● DETALHES DA TAREFA
Transcreva fielmente o trecho do relato sobre o Caminho Francês desde "A primeira foi" até "isto, decidimos participar.".

::: PASSAGEM SELECIONADA

Em 2021, por lá, surgiu mesmo um partido com esse nome – España vaciada[1] -, assumindo como ideais centrais a defesa da ruralidade, o desenvolvimento sustentável das áreas rurais e o combate ao despovoamento do interior de Espanha. Concorrente às eleições municipais de 2021, não obteve um resultado significativo. Regista-se com simpatia, porém, a iniciativa e a coragem.

Se surgir algo semelhante em Portugal…


 
3.      Três vezes abençoados

Independentemente dos motivos que impelem cada um a partir para o Caminho, qualquer peregrino se sentirá um pouco reconfortado se for abençoado por isso. Nesta nossa segunda jornada do Caminho Francês, foram estes peregrinos abençoados por três vezes.

A primeira foi em Rabé de Las Calzadas. O sino tocava a chamar os crentes para a missa na Igreja da Parróquia de Santa Marina. Porque o Caminho também é isto, decidimos participar.

No espaço fundeiro da igreja, oposto ao altar, sobreelevava-se uma espécie de palco onde se alinhava o coro local, polifónico, composto por uma organista, 6 vozes femininas e quatro masculinas e, muito afinado, foi debitando os cânticos do repertório litúrgico.

A nossa presença foi assinalada pelo celebrante e reconhecida pela sua benção.

Na missa, mesmo atrás de nós, estava uma simpática freira das Irmãs da Caridade, pequena estatura, face enrugada e sorridente. Mal o coro terminou o cântico final, saiu apressada. Havíamos de saber um pouco depois que o fez para nos esperar na capela umas centenas de metros mais adiante, à saída del pueblo, para onde nos convidou a entrar. À vez, ela colocou a sua mão na nossa cabeça e proferiu uma pequena oração de bênção de protecção e incentivo no Caminho de Santiago mas também no Caminho da Vida, colocando depois no nosso pescoço uma pequena medalha de lata pendurada num singelo fio de algodão e, em jeito de despedida, ofereceu-nos um abraço. Peregrinos houve que, emocionados, não conseguiram evitar o humedecimento das retinas.

A terceira bênção aconteceu em Carrión de Los Condes, na missa do peregrino celebrada a meio da tarde na Igreja de Santa Maria. Quando o Senhor Prior perguntou, acusou-se gente proveniente de treze nacionalidades, sendo as mais longínquas a Austrália, Coreia do Sul, Japão e Peru. Ficou registado que a delegação mais volumosa era, nesse dia, a portuguesa.

::::::
::: MATERIAL FORNECIDO

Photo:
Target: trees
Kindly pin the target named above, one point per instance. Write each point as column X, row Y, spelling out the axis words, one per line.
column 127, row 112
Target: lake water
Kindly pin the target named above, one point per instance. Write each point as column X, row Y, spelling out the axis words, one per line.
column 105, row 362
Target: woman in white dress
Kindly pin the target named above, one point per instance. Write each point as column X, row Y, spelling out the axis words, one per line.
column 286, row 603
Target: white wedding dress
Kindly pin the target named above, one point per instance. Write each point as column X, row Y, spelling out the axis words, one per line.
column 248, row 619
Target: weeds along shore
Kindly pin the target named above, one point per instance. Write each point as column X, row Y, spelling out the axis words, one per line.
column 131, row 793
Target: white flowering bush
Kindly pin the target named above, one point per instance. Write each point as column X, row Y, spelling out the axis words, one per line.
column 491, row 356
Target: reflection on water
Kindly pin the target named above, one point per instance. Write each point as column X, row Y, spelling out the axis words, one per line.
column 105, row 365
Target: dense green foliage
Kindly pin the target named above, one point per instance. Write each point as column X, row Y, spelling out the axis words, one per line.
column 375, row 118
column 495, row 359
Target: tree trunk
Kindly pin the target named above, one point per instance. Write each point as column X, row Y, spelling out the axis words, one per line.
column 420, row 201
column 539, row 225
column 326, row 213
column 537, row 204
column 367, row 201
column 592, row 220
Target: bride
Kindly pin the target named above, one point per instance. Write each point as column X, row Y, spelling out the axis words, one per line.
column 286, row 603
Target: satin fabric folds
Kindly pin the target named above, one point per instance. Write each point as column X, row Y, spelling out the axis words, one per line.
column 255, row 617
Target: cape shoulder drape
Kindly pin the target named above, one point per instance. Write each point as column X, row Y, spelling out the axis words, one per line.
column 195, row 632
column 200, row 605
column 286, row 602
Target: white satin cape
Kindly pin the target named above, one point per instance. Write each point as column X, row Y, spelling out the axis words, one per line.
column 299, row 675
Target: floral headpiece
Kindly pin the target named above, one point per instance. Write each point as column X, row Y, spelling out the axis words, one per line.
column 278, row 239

::::::

● RESPOSTA DA TAREFA
A primeira foi em Rabé de Las Calzadas. O sino tocava a chamar os crentes para a missa na Igreja da Parróquia de Santa Marina. Porque o Caminho também é isto, decidimos participar.